- Exercise instructions
Please write out every record exactly, but keep any images out of it.
Start of Data to use
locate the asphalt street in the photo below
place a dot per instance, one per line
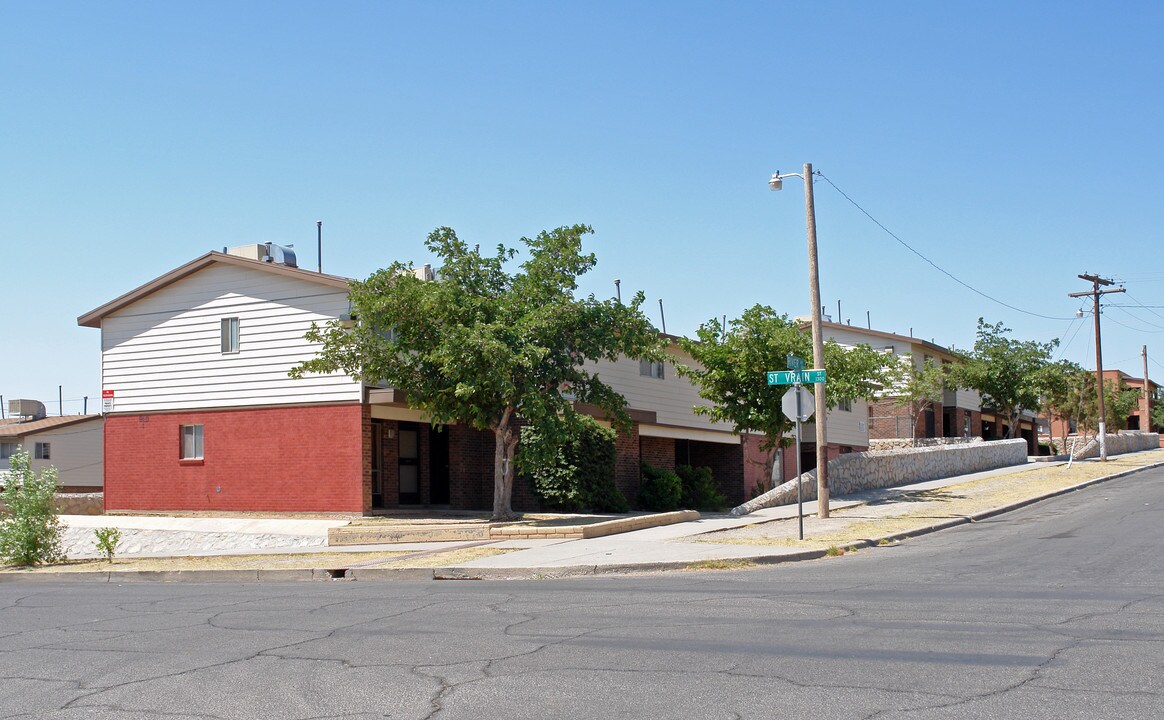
(1055, 611)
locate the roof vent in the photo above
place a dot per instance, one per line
(279, 255)
(27, 410)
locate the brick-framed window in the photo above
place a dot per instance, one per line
(229, 333)
(191, 442)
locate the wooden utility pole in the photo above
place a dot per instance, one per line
(1095, 292)
(814, 277)
(1147, 425)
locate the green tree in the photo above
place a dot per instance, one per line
(915, 387)
(574, 475)
(1007, 372)
(482, 347)
(732, 362)
(30, 527)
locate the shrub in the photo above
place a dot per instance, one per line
(570, 464)
(29, 529)
(661, 490)
(106, 541)
(700, 491)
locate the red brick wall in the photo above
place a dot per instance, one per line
(658, 451)
(470, 468)
(726, 464)
(282, 460)
(627, 473)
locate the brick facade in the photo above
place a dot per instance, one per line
(281, 460)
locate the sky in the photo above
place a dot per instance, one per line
(1013, 145)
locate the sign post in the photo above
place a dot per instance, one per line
(799, 405)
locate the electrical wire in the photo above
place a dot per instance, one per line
(1131, 328)
(1063, 348)
(1147, 307)
(935, 265)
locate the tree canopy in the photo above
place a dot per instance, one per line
(1007, 372)
(732, 365)
(481, 346)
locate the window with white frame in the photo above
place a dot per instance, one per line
(191, 442)
(229, 335)
(651, 370)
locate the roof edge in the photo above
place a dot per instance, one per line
(93, 318)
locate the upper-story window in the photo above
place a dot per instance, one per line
(651, 370)
(229, 335)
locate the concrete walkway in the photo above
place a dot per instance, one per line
(668, 547)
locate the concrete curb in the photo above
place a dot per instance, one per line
(520, 574)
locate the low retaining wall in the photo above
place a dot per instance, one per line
(1118, 444)
(886, 469)
(896, 443)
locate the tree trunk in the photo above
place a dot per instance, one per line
(504, 444)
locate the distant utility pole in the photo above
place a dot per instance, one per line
(1094, 294)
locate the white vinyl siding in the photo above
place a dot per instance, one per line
(77, 454)
(229, 329)
(164, 351)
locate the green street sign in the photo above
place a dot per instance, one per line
(796, 377)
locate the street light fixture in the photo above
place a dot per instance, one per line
(822, 448)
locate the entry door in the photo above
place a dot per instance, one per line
(410, 464)
(377, 463)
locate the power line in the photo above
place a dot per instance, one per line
(1147, 307)
(1131, 328)
(935, 265)
(1138, 319)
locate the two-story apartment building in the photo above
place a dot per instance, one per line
(201, 414)
(956, 413)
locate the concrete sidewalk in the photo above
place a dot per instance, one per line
(721, 540)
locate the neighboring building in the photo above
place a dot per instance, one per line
(70, 443)
(205, 418)
(1138, 420)
(956, 413)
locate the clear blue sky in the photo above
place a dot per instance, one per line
(1015, 144)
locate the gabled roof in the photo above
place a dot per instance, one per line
(892, 336)
(92, 319)
(11, 428)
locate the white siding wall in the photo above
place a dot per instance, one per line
(163, 351)
(75, 450)
(671, 398)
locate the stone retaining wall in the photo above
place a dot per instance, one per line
(895, 443)
(1116, 444)
(859, 471)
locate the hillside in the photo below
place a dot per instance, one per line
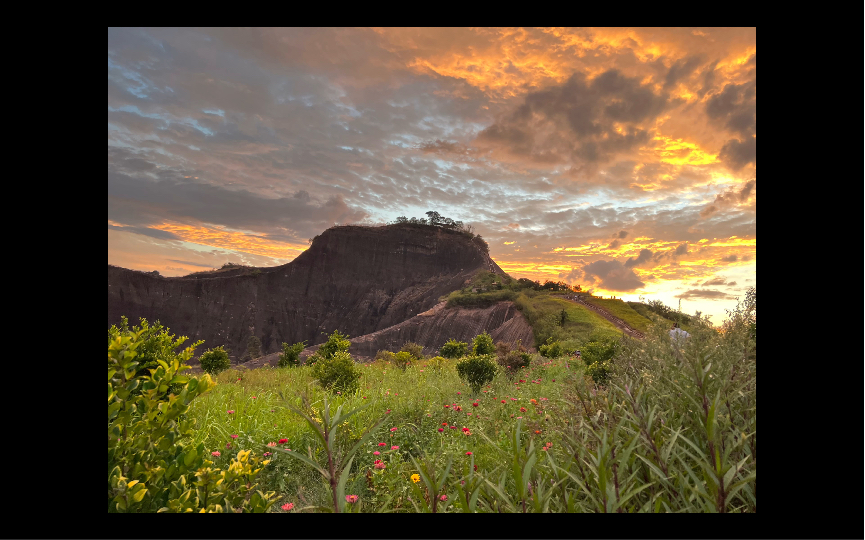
(355, 279)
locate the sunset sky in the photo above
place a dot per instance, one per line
(623, 160)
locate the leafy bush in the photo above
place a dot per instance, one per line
(454, 349)
(402, 359)
(415, 350)
(290, 356)
(483, 344)
(599, 351)
(149, 470)
(214, 361)
(512, 359)
(339, 373)
(335, 343)
(477, 370)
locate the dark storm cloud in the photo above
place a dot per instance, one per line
(705, 295)
(644, 256)
(576, 121)
(613, 275)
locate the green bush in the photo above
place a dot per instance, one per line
(338, 373)
(477, 370)
(290, 356)
(454, 349)
(214, 361)
(483, 344)
(149, 469)
(335, 343)
(413, 349)
(402, 359)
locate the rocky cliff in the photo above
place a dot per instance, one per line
(354, 279)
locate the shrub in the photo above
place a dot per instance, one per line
(290, 356)
(402, 359)
(477, 370)
(215, 361)
(512, 359)
(338, 373)
(413, 349)
(454, 349)
(483, 344)
(335, 343)
(384, 356)
(149, 469)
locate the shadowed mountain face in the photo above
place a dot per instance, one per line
(354, 279)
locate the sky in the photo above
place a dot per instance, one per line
(620, 159)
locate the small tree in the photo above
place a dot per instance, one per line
(214, 361)
(483, 344)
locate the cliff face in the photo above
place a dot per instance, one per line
(354, 279)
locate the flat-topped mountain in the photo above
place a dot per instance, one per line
(354, 279)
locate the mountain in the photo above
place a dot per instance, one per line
(355, 279)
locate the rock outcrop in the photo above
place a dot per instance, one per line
(358, 280)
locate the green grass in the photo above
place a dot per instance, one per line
(623, 311)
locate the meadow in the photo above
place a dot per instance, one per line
(671, 428)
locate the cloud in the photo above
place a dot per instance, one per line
(613, 276)
(704, 294)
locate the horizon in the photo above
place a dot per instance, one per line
(621, 160)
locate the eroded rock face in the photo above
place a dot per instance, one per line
(354, 279)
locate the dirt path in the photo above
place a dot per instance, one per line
(622, 325)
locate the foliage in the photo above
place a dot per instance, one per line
(148, 469)
(253, 349)
(454, 349)
(215, 360)
(512, 359)
(477, 370)
(483, 345)
(338, 373)
(415, 350)
(335, 343)
(290, 356)
(403, 359)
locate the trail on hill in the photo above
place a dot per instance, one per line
(622, 325)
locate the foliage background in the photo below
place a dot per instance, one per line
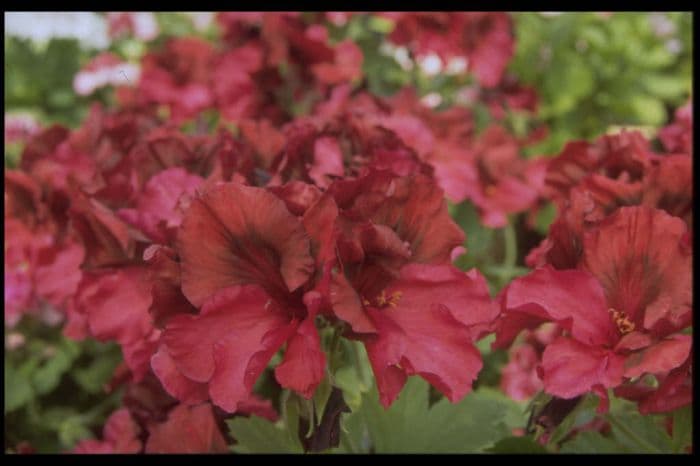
(593, 73)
End of Data to use
- Expected answer
locate the asphalt street in the photo below
place a dot per instance, one per line
(1055, 611)
locate the roof vent in the photo above
place a dot per instance, one per line
(279, 255)
(27, 410)
locate the brick-framed window in the photo above
place a dot per instance, one per line
(229, 333)
(191, 442)
locate the wooden utility pole in the photo above
place a dot per instance, one per line
(1095, 292)
(814, 277)
(1147, 425)
locate the green tree in the photo above
place a dot per instance, one per line
(915, 387)
(574, 475)
(1007, 372)
(482, 347)
(732, 362)
(30, 527)
locate the shrub in the photo above
place a dot per instance, one per line
(570, 464)
(29, 529)
(661, 490)
(106, 541)
(700, 491)
locate the red brick wall in the photo above
place a dot per instance, one per line
(658, 451)
(470, 468)
(726, 464)
(282, 460)
(627, 473)
locate the brick facade in the photo above
place a dot per instance, one per line
(281, 460)
locate the sky in the photo above
place a dot per instance, one per line
(1013, 145)
locate the sign post in the photo above
place a dot per instance, one per line
(799, 405)
locate the electrical wire in the photo above
place a dot per instance, one per line
(1131, 328)
(1063, 348)
(1147, 307)
(935, 265)
locate the tree canopy in the photo above
place a dot per instance, one per line
(1007, 372)
(732, 365)
(481, 346)
locate the window with white frame in the photo above
place a dot per instance, one per line
(191, 442)
(229, 335)
(651, 370)
locate the roof edge in the photo above
place a dot per instance, one per line
(93, 318)
locate the upper-story window in the photo above
place a dot per instance, one per line
(651, 370)
(229, 335)
locate the concrete walkway in the photo above
place a dot per instance, one per line
(668, 547)
locate the concrete curb in the photo above
place a dot per instance, one per line
(520, 574)
locate the low retaining wall in the photo above
place a dot per instance, one per line
(1118, 444)
(886, 469)
(896, 443)
locate the tree trunk in the photo above
place a dot per instance, one per line
(504, 444)
locate the distant utility pole in the photo above
place a dot per instance, one per line
(1094, 294)
locate the white vinyl siding in the photo above
place a dot per instance, one per line
(77, 454)
(229, 329)
(164, 351)
locate the green street sign in the photo above
place a dot per instance, one per line
(796, 377)
locate the street light fixture in the photo above
place a dot per instance, one per line
(822, 448)
locate the entry door in the photo above
place a dot per instance, one per line
(410, 464)
(377, 463)
locate the power line in the photo above
place a dot per instance, one per line
(1147, 307)
(1131, 328)
(935, 265)
(1138, 319)
locate the two-story apartment building in the photo above
place a dot per instance, one per line
(201, 414)
(956, 413)
locate the concrete sidewalk in the photo above
place a dot per instance, one per line
(721, 540)
locate the neighboring building in the photo above
place a dot per instance, one per line
(70, 443)
(205, 418)
(1138, 420)
(956, 413)
locate the clear blue sky in the photo above
place a dot per instance, one per line
(1015, 144)
locate the gabled roof in the photo above
place a dot per instance, one per line
(892, 336)
(92, 319)
(11, 428)
locate the white siding wall in the photo above
place a dot per instance, one per line
(163, 351)
(75, 450)
(671, 398)
locate the stone retaining wall in the photo above
place a dot per instance, one per line
(895, 443)
(1116, 444)
(859, 471)
locate the hillside in the photo below
place a dot per instance, one per line
(355, 279)
locate the sunset sky in the photo above
place a dot per instance, one per line
(623, 160)
locate the leafy bush in the photo above
place a dot per instance, one per line
(454, 349)
(402, 359)
(415, 350)
(290, 356)
(483, 344)
(599, 351)
(149, 470)
(214, 361)
(512, 359)
(339, 373)
(335, 343)
(477, 370)
locate the dark storm cloud in the photo above
place a dot per instance, one per line
(705, 295)
(644, 256)
(576, 121)
(613, 275)
locate the green bush in the photo above
place a dot per instance, one per line
(338, 373)
(477, 370)
(290, 356)
(454, 349)
(214, 361)
(483, 344)
(149, 469)
(335, 343)
(413, 349)
(402, 359)
locate the rocky cliff in the photo above
place a dot per instance, one per line
(354, 279)
locate the shrub in the photo above
place a dot per instance, one per line
(290, 356)
(402, 359)
(477, 370)
(215, 361)
(512, 359)
(338, 373)
(413, 349)
(454, 349)
(483, 344)
(335, 343)
(384, 356)
(149, 469)
locate the shadowed mountain face in the photo above
place a dot per instance, one per line
(354, 279)
locate the sky in the photo above
place a dot per instance, one per line
(620, 159)
locate the small tree in the photo above
place a dot per instance, one per line
(214, 361)
(483, 344)
locate the cliff face in the photo above
place a dot per instance, one per line
(354, 279)
locate the flat-topped mountain in the photo above
place a dot per instance, one per line
(354, 279)
locate the mountain in the photo above
place a dot per instance, one per line
(355, 279)
locate the rock outcrop in the photo above
place a dot per instance, one per line
(358, 280)
locate the green grass in the photo above
place a dot per instance, one per line
(623, 311)
locate the meadow in the photo above
place a dot per instance, one per line
(671, 428)
locate the cloud in the photo above
place a dot per instance, one per line
(613, 276)
(704, 294)
locate the horizon in the photo above
place a dot per instance, one per line
(621, 160)
locate the eroded rock face in the photo above
place a dot per instance, one per line
(354, 279)
locate the dirt path in the photo above
place a dot per instance, one per line
(622, 325)
locate the foliage in the photo above
place a dot per instance, one per line
(148, 469)
(253, 349)
(454, 349)
(215, 360)
(512, 359)
(477, 370)
(483, 345)
(338, 373)
(415, 350)
(335, 343)
(290, 356)
(403, 359)
locate the trail on hill in the photo above
place a dot per instance, one per line
(622, 325)
locate the foliage background in the photo below
place a dot per instance, one per line
(593, 73)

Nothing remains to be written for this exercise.